**GIVEN DATA**
******

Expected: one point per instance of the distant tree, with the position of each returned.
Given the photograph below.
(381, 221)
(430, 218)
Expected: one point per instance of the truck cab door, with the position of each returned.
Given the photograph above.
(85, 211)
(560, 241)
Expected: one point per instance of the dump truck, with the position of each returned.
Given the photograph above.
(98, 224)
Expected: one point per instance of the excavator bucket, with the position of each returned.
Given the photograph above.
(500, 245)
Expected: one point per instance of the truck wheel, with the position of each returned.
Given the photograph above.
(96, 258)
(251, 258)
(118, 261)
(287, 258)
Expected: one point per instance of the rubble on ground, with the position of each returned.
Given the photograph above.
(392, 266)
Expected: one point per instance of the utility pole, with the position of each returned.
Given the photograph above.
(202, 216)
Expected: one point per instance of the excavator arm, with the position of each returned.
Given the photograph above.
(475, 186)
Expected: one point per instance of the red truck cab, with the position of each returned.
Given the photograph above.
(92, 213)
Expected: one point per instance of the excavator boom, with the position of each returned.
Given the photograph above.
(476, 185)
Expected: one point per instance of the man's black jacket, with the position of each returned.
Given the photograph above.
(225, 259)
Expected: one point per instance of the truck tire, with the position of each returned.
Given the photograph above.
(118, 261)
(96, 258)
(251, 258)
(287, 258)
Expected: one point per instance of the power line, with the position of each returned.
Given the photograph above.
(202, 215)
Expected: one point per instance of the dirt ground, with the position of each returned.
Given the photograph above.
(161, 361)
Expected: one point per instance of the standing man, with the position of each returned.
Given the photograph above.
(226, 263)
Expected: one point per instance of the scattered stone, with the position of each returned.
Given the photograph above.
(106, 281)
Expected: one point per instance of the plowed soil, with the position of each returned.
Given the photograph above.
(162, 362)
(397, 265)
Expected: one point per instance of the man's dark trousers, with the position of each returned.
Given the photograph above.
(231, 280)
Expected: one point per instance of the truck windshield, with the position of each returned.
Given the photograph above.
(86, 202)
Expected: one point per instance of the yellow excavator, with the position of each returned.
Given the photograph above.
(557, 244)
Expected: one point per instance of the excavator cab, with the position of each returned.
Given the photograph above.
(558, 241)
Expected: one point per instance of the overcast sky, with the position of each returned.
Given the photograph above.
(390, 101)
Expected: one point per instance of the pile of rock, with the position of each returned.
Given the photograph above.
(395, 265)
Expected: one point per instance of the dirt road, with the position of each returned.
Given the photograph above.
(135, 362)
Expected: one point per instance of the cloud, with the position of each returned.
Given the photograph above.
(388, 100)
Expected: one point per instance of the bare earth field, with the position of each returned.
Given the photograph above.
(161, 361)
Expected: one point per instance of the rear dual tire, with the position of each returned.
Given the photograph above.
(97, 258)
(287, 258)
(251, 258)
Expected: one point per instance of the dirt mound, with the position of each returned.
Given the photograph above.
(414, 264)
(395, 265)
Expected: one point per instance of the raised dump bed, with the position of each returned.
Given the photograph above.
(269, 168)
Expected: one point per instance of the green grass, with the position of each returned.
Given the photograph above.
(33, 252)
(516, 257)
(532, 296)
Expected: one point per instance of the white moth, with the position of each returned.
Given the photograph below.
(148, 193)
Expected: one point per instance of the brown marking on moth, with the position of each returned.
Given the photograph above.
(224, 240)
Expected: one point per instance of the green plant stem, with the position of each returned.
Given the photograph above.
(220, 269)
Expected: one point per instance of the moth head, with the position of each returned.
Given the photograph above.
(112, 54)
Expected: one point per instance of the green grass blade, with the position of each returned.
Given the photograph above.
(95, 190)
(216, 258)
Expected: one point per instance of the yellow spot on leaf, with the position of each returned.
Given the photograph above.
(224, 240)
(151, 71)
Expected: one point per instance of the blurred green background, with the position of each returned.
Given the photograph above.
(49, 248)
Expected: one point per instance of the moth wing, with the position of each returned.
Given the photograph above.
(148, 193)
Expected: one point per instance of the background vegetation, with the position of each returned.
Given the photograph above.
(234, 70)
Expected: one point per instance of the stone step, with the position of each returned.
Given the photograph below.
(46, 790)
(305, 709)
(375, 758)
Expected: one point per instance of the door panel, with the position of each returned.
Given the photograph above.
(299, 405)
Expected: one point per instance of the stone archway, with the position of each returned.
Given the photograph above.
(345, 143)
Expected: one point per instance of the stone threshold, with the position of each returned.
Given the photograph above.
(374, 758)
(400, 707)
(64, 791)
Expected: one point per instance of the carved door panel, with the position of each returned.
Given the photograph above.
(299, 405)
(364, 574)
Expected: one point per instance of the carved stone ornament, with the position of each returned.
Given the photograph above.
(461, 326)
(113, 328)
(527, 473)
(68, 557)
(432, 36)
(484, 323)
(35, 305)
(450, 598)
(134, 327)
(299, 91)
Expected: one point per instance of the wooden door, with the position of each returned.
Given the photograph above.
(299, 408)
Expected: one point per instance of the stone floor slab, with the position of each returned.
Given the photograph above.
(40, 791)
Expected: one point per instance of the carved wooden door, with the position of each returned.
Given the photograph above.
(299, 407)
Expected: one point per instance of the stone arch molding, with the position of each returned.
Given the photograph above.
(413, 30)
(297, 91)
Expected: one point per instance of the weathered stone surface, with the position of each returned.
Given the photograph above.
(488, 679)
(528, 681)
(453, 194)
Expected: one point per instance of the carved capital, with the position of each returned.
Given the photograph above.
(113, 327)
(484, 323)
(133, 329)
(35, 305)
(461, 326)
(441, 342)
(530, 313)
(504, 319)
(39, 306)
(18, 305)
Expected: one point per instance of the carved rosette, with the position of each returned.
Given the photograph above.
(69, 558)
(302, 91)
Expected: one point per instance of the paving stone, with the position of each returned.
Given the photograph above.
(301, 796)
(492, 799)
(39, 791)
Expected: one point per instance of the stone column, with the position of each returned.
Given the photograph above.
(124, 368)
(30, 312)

******

**WHAT YOU SHOULD DO**
Your answer must be the complete listing, repeated exactly.

**SOLUTION FOR THIS PROBLEM**
Expected: one point per instance of the distant tree, with the position of each returned.
Given the photograph below.
(381, 221)
(430, 218)
Expected: one point per instance of the truck cab door, with the position of each returned.
Given the photograph above.
(85, 211)
(560, 241)
Expected: one point per instance of the dump truck, with the position of each returned.
Given the photograph above.
(98, 224)
Expected: one point per instance of the excavator bucket, with the position of each returned.
Given the photograph above.
(500, 245)
Expected: one point per instance of the truck wheel, with the position of each returned.
Given the photograph above.
(96, 258)
(251, 258)
(118, 261)
(287, 258)
Expected: one point per instance of the rubble on ground, with the position of each returned.
Given the photograph above.
(392, 266)
Expected: one point per instance of the utility pole, with the position of each returned.
Given the photograph above.
(202, 216)
Expected: one point per instance of the excavator arm, with the position of each returned.
Given the photograph above.
(475, 186)
Expected: one point per instance of the red truck cab, with the position of each returned.
Given the photograph above.
(92, 213)
Expected: one point per instance of the excavator boom, with the position of each returned.
Given the photograph above.
(476, 185)
Expected: one point per instance of the man's black jacket, with the position of each returned.
Given the photograph above.
(225, 259)
Expected: one point per instance of the truck tire, with the position of each returned.
Given the photograph above.
(118, 261)
(96, 258)
(251, 258)
(287, 258)
Expected: one point per instance of the power line, with the position of each returned.
Given the photograph above.
(202, 215)
Expected: one point per instance of the dirt ground, with the position of each returned.
Given the photograph above.
(161, 361)
Expected: one point per instance of the standing man, with the position of each returned.
Given the photograph above.
(226, 263)
Expected: one point per instance of the scattered stone, with the position of each returned.
Given the photograph above.
(106, 281)
Expected: one point per instance of the plowed soil, with the position of each returned.
Given the photograph above.
(162, 362)
(397, 265)
Expected: one point per instance of the man's dark trousers, with the position of each returned.
Given the photograph above.
(231, 280)
Expected: one point per instance of the truck windshield, with the position of each returned.
Given the photograph above.
(86, 202)
Expected: one point per instance of the yellow excavator, with the position of each returned.
Given the photograph above.
(557, 244)
Expected: one point per instance of the excavator cab, with the position of each returned.
Given the photograph above.
(558, 241)
Expected: one point per instance of the overcast sky, with the position of each returned.
Given the photograph above.
(390, 101)
Expected: one point per instance of the pile of rock, with the position of each returned.
Given the photograph above.
(395, 265)
Expected: one point per instance of the dirt road, with the position of each returned.
Given the photograph above.
(135, 362)
Expected: one point per instance of the cloud, with the position of each returned.
Given the photograph above.
(388, 100)
Expected: one point per instance of the bare earth field, with the position of each returned.
Given the photograph above.
(161, 361)
Expected: one point per instance of the rear dual tire, with the position of each returned.
Given the photograph above.
(97, 258)
(287, 258)
(251, 258)
Expected: one point per instance of the dirt mound, with the position of each returned.
Given the photograph above.
(414, 264)
(395, 265)
Expected: one point per instance of the raised dump bed, with the position of each returned.
Given the photograph above.
(269, 168)
Expected: one point per instance of the green grass, with the position of each returned.
Given the photograph above.
(33, 252)
(516, 257)
(532, 296)
Expected: one point per instance of the white moth, with the position of each returned.
Given the photograph below.
(148, 193)
Expected: one point per instance of the brown marking on moth, with the position of each returned.
Given the photograph above.
(224, 240)
Expected: one point per instance of the green plant stem, with the position of each returned.
Given the photograph above.
(220, 269)
Expected: one point per instance of the moth head, with the position of each returned.
Given the photograph above.
(112, 54)
Expected: one point per instance of the green grass blade, with the position of each returned.
Given the photograph above.
(95, 190)
(216, 258)
Expected: one point per instance of the yellow spot on leaf, with the position of each returned.
Given the photograph above.
(224, 240)
(151, 71)
Expected: one point per instance of the blurred green background, with the position of each returned.
Given the photograph above.
(49, 248)
Expected: one point per instance of the moth wing, with the position of each returned.
Given the photograph above.
(148, 193)
Expected: one point per instance of the background vegetation, with the position of each returned.
Given the photograph above.
(234, 70)
Expected: one point per instance of the stone step, with the position of each returned.
Given the photograph below.
(46, 790)
(305, 709)
(375, 758)
Expected: one point per instance of the door panel, with the position of each returned.
Given the photograph above.
(299, 405)
Expected: one point per instance of the stone archway, with the position of each returned.
Given the photograph above.
(345, 143)
Expected: one point per instance of the stone threshold, with the position of each returned.
Given the photograph above.
(374, 758)
(400, 707)
(64, 791)
Expected: one point per instance of the carved door panel, with the position of each returned.
Given the photograph above.
(299, 405)
(364, 574)
Expected: one point per instance of the carved stone ornament, with the position of each returned.
Given the photograph above.
(461, 326)
(113, 328)
(527, 473)
(68, 557)
(432, 36)
(484, 323)
(35, 305)
(450, 598)
(134, 327)
(299, 91)
Expected: one point per instance of the wooden door, with the position of each returned.
Given the photograph above.
(299, 408)
Expected: one point per instance of the stone floor slab, with the position of each returned.
Given the photograph above.
(40, 791)
Expected: one point per instance of the carved wooden door, with the position of each returned.
Given the photograph above.
(299, 407)
Expected: one point per instance of the stone arch molding, with the position of each returned.
Given the photograph above.
(413, 30)
(297, 91)
Expected: one point per instance of the weathered stone surface, with the position of each returned.
Given the photograph above.
(488, 679)
(528, 681)
(453, 194)
Expected: one point per instance of the carved capital, with the position of each returned.
Given the photograph above.
(113, 327)
(484, 323)
(133, 329)
(35, 305)
(461, 326)
(441, 342)
(530, 313)
(504, 319)
(39, 306)
(18, 305)
Expected: one point per instance of the carved rosette, with the position of each returned.
Given the photograph above.
(69, 558)
(302, 91)
Expected: one point per instance of the paving stone, with the position of each returned.
Given the photograph above.
(301, 796)
(492, 799)
(39, 791)
Expected: one point per instance of the stone column, with the position of each returned.
Given the photograph above.
(124, 368)
(30, 312)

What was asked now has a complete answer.